### To do
Please copy the poker passage word for word, from "Even though I" to "stick with it.".

### Passage
◆ ◆ ◆

So my father, for his birthday, decided that he would like to get better at poker. I was kind of hesitant at first, as he possesses some of the WORST possible habits as far as general poker goes. He loves to chase draws, he tilts very easily and wears his emotions on his sleeve. When he tilts, he plays way too many hands, and loves to make blatant bluff raises with absolute air. On top of this, he does not stop at 1 buy-in. He is willing to put down 2-3 BI to attempt to chase his previous losses. His mindset, as the best I can explain it, is one that if he started with 200 and made it to 400, but then left with 300, he views it as walking away down 100 dollars.

Even though I knew all of this, he still expressed to me that he really wanted to get better at the game he has played (horribly) for so long. I am a micros grinder, and have a poker coach myself. I know basic stuff, but do not have the deepest well of knowledge yet in the game. My strategy was to make him a huge nit for the time being, then graduate on when he understood more and if he really wanted to stick with it.

I begun teaching him, even bought him Skylansky's book, and tried to talk through hands with him. It seemed like he was listening, but nothing was really sinking in. I let him play a few nl10 FR games on my acc on stars to become more accustomed, and he could not even control himself there as I would catch him playing random garbage from terrible positions. When I asked him about it, I felt like a school teacher disciplining a child about not doing their homework, which I was not comfortable with. His response was "I got bored." I explained to him why he shouldn't do that, why it is bad, etc. etc. But once again, it seemed to go in one ear, and out the other.

◆ ◆ ◆

Point annotations for photos
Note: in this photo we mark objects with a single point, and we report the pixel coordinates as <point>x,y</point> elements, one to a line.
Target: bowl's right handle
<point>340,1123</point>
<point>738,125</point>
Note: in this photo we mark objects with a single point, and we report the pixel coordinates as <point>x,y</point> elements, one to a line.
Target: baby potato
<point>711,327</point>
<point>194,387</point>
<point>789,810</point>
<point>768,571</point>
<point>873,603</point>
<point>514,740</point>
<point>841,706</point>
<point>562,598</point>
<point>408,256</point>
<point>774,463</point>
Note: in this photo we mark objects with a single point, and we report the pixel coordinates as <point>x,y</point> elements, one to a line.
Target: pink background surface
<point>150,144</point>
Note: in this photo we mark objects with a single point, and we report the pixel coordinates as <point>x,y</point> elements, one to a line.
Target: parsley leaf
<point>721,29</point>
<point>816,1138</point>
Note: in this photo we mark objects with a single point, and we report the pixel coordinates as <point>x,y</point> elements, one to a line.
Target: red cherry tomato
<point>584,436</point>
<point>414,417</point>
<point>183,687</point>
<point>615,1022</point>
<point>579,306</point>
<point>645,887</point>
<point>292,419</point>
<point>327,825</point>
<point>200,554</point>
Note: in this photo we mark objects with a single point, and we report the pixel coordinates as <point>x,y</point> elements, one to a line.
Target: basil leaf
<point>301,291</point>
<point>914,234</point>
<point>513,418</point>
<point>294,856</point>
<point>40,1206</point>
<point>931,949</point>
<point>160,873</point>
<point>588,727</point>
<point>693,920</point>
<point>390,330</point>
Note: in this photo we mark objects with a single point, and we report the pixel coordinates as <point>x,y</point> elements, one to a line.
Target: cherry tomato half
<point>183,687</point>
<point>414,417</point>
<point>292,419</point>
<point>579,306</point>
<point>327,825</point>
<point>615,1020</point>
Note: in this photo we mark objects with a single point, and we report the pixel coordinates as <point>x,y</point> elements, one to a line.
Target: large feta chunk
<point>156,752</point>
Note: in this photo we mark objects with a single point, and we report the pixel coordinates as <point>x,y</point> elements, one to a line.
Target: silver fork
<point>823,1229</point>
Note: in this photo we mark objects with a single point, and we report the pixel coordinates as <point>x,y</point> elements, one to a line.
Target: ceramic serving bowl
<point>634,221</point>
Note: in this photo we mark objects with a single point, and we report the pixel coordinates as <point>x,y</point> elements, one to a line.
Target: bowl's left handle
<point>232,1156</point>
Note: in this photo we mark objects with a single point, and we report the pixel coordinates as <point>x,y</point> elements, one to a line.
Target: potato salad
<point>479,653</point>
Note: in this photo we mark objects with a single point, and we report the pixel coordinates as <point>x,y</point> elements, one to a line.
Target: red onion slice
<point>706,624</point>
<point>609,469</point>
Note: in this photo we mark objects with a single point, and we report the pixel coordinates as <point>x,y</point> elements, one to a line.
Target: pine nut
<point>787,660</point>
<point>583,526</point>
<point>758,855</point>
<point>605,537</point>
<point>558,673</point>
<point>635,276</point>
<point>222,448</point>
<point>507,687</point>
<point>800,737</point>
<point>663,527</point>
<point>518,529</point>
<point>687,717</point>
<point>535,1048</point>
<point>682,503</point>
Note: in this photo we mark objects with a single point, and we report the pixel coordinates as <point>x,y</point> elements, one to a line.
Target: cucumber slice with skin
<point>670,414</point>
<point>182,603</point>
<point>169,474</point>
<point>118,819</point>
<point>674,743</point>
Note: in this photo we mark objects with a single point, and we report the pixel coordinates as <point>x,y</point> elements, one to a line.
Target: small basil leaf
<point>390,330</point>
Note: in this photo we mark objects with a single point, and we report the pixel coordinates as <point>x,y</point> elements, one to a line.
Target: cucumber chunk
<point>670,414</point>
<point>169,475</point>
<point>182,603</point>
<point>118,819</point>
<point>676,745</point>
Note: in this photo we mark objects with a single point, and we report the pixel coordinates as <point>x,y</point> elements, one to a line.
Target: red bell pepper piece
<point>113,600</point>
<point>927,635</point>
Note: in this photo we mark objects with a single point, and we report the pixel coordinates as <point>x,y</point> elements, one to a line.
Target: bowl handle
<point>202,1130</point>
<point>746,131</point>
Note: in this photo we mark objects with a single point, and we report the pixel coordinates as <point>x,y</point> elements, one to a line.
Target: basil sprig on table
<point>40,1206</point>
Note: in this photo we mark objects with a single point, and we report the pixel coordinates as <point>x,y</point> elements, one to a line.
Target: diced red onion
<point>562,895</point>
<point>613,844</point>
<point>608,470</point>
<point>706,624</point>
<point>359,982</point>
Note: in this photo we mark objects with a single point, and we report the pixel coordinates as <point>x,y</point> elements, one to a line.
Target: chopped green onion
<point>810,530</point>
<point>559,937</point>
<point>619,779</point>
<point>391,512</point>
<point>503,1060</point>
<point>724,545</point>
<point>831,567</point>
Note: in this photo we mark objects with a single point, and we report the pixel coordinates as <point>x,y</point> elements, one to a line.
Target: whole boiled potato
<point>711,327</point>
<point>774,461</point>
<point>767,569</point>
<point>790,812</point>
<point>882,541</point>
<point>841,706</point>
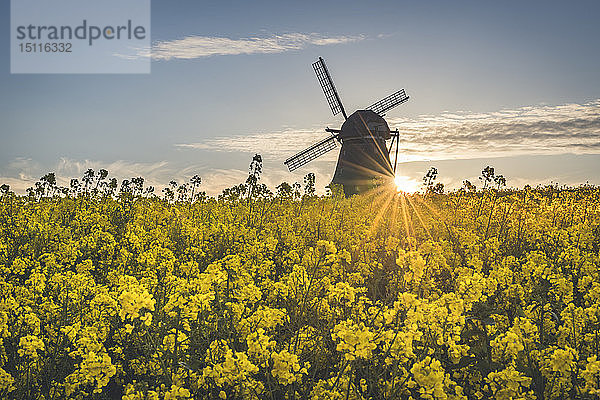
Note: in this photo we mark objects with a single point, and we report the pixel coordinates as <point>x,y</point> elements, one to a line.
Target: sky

◆ ◆ ◆

### Expected answer
Even though I knew all of this, he still expressed to me that he really wanted to get better at the game he has played (horribly) for so long. I am a micros grinder, and have a poker coach myself. I know basic stuff, but do not have the deepest well of knowledge yet in the game. My strategy was to make him a huge nit for the time being, then graduate on when he understood more and if he really wanted to stick with it.